Task item:
Among the lines below, a stretch begins at the one with "box: [1221, 222, 1304, 429]" and ends at the one with "273L1297 221L1268 223L1245". Repeat that stretch exactly, ends included.

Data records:
:::::
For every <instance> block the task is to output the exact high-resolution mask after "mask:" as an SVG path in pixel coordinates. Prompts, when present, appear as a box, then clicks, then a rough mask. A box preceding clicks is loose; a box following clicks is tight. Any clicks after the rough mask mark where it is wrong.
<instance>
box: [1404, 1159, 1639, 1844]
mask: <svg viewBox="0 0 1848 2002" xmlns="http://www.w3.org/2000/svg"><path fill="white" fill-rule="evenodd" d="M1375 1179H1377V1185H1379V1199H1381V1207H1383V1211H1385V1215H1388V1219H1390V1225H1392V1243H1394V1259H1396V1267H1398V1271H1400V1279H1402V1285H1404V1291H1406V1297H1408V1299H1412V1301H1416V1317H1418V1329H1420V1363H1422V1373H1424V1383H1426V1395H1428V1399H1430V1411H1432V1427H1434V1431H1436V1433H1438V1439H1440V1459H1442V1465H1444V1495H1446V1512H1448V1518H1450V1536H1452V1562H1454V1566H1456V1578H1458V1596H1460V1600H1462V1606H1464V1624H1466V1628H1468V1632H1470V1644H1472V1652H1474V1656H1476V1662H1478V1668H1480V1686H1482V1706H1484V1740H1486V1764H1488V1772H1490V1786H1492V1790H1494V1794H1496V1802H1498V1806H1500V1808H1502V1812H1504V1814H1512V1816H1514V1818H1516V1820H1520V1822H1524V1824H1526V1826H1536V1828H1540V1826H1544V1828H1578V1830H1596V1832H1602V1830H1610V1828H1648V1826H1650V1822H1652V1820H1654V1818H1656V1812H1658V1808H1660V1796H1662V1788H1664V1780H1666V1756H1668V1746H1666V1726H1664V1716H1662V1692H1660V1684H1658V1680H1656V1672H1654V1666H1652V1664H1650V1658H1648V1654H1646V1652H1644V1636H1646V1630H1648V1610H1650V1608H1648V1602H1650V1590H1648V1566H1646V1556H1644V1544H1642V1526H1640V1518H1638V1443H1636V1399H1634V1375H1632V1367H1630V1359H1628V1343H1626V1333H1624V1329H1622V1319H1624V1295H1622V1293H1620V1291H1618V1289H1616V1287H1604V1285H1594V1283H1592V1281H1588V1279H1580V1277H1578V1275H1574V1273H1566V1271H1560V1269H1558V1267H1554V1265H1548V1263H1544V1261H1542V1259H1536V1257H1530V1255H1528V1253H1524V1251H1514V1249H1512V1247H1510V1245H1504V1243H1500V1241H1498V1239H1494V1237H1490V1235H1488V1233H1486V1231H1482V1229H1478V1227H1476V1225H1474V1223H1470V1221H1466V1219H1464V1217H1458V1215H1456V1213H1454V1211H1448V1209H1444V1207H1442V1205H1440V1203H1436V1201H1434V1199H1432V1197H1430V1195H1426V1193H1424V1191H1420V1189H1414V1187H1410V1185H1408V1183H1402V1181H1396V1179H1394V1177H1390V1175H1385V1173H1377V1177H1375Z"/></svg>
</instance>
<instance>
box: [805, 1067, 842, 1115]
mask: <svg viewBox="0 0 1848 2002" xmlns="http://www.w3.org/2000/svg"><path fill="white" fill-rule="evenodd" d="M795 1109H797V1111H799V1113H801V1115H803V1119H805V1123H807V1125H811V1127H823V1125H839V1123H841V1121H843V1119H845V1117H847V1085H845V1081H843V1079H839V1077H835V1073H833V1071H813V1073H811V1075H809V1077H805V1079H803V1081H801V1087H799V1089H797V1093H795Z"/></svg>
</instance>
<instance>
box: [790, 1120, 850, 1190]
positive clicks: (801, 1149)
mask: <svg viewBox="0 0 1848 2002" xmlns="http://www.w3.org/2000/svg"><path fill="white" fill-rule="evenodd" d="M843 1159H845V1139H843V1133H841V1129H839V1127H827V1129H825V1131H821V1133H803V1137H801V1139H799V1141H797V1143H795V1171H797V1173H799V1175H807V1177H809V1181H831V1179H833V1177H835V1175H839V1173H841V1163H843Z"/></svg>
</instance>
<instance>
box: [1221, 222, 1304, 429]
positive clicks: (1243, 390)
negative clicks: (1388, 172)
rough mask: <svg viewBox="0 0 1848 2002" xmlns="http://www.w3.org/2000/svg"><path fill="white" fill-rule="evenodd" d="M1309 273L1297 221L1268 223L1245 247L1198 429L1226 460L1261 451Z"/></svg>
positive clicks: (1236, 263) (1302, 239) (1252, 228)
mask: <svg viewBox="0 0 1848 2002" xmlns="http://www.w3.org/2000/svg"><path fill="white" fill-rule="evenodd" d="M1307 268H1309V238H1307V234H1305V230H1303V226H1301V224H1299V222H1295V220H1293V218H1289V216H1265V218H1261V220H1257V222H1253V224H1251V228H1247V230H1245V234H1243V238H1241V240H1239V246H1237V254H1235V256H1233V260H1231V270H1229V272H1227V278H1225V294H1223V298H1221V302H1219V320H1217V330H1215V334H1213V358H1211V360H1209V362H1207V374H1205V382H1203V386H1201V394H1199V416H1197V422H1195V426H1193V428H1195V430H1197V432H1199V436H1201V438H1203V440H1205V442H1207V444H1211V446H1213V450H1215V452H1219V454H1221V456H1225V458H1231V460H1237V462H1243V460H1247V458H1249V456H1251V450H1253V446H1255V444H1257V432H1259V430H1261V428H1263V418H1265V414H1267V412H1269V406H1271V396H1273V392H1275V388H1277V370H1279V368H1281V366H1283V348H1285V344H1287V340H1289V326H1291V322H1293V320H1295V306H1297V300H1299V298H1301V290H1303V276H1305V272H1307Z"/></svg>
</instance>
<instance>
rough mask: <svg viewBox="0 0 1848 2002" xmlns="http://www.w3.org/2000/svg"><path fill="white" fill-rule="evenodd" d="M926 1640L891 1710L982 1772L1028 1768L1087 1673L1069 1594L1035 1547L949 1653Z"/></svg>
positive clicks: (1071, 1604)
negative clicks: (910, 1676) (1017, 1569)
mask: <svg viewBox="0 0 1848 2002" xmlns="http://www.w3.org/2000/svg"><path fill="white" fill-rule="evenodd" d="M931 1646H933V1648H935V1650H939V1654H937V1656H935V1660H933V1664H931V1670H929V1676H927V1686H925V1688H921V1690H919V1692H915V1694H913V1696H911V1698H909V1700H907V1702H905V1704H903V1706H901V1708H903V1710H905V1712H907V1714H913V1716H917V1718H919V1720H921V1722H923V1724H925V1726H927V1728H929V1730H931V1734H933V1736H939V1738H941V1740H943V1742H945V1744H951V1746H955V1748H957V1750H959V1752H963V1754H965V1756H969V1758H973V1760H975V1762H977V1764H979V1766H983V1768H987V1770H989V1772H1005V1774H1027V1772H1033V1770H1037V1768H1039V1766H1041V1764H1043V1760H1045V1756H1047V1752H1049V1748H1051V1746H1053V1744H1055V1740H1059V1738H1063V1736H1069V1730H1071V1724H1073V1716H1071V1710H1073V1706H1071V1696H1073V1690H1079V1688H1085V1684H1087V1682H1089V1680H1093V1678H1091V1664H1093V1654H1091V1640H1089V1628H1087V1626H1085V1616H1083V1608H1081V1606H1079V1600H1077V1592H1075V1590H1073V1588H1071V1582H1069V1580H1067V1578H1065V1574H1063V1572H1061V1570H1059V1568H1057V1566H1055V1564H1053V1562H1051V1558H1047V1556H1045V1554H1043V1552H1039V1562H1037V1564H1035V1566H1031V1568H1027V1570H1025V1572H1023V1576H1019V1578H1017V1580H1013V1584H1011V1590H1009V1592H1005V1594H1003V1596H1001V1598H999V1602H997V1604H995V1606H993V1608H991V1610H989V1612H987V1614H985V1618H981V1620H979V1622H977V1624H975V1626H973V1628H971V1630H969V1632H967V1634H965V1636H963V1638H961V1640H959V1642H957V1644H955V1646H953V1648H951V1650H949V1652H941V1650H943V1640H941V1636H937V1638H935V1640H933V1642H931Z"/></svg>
:::::
Exercise solution:
box: [1221, 222, 1304, 429]
positive clicks: (1243, 390)
negative clicks: (1388, 172)
rough mask: <svg viewBox="0 0 1848 2002" xmlns="http://www.w3.org/2000/svg"><path fill="white" fill-rule="evenodd" d="M1309 273L1297 221L1268 223L1245 247L1198 429L1226 460L1261 451Z"/></svg>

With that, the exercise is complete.